Morto pela PRF em Sergipe foi absolvido em ação por não entender atos ilícitos

Processo por resistência à prisão e desacato a policiais militares em 2011 foi encerrado por falta de provas

Seis anos antes de ser asfixiado por spray de pimenta e gás lacrimogêneo em uma viatura da Polícia Rodoviária Federal (PRF), em Umbaúba (SE), Genivaldo de Jesus Santos foi absolvido por falta de provas em um processo por resistência à prisão e desacato a policiais militares.

Na ação, concluída em março de 2016, um laudo psiquiátrico comprovou que ele tinha esquizofrenia e, de acordo com o juiz que analisou o caso, ele não conseguia compreender atos ilícitos.

As informações foram obtidas no Tribunal de Justiça de Sergipe. Relatos de testemunhas e os depoimentos colhidos no processo 201187001443 mostram semelhanças entre aquela abordagem policial e o episódio que culminou com a morte de Genivaldo, no último dia 25.

Em 27 de novembro de 2011, o policial militar Paulo Sérgio Rocha Souza atendeu a uma denúncia de uma pessoa com arma de fogo em um bar no povoado Queimada Grande. No local, o policial afirmou que Genivaldo resistiu à revista e por isso ele teve de usar a força para revistá-lo, algemá-lo e levá-lo à delegacia.

Tadeu Almeida Guimarães, outro policial na ocorrência, adotou linha semelhante em seu depoimento. Os dois apresentaram pequenas divergências sobre os xingamentos que teriam ouvido.

A testemunha de defesa, José Raimundo de Jesus Souza, afirmou que não houve discussão e Genivaldo parecia não entender o que se passava. Ao ser interrogado, o réu na ocasião disse que se recordava apenas de uma confusão no bar e não abriu as pernas porque elas "entrevou" (sic).
*-*-*
• Tarefas propostas:
A. Reproduza fielmente, do trecho do documento, a passagem que vai de "Seis anos antes" até "último dia 25.".
B. Segundo o trecho do documento, em que povoado ficava o bar onde ocorreu a abordagem de 27 de novembro de 2011?

• Dados de origem:
*-*-*
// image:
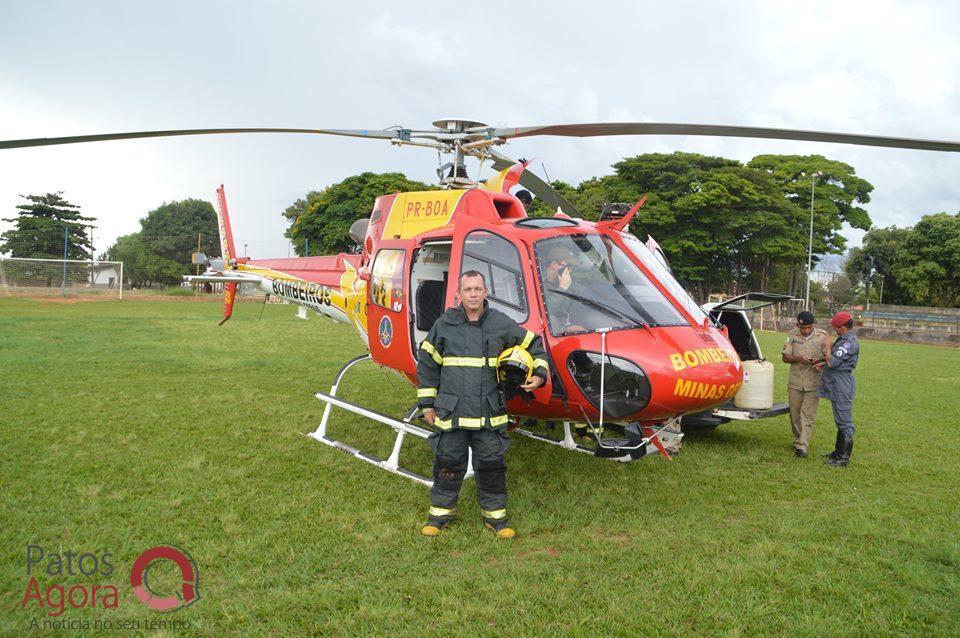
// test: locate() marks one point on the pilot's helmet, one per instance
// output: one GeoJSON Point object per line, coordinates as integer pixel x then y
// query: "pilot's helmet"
*-*-*
• Respostas desenvolvidas:
A.
Seis anos antes de ser asfixiado por spray de pimenta e gás lacrimogêneo em uma viatura da Polícia Rodoviária Federal (PRF), em Umbaúba (SE), Genivaldo de Jesus Santos foi absolvido por falta de provas em um processo por resistência à prisão e desacato a policiais militares.

Na ação, concluída em março de 2016, um laudo psiquiátrico comprovou que ele tinha esquizofrenia e, de acordo com o juiz que analisou o caso, ele não conseguia compreender atos ilícitos.

As informações foram obtidas no Tribunal de Justiça de Sergipe. Relatos de testemunhas e os depoimentos colhidos no processo 201187001443 mostram semelhanças entre aquela abordagem policial e o episódio que culminou com a morte de Genivaldo, no último dia 25.

B. No povoado Queimada Grande.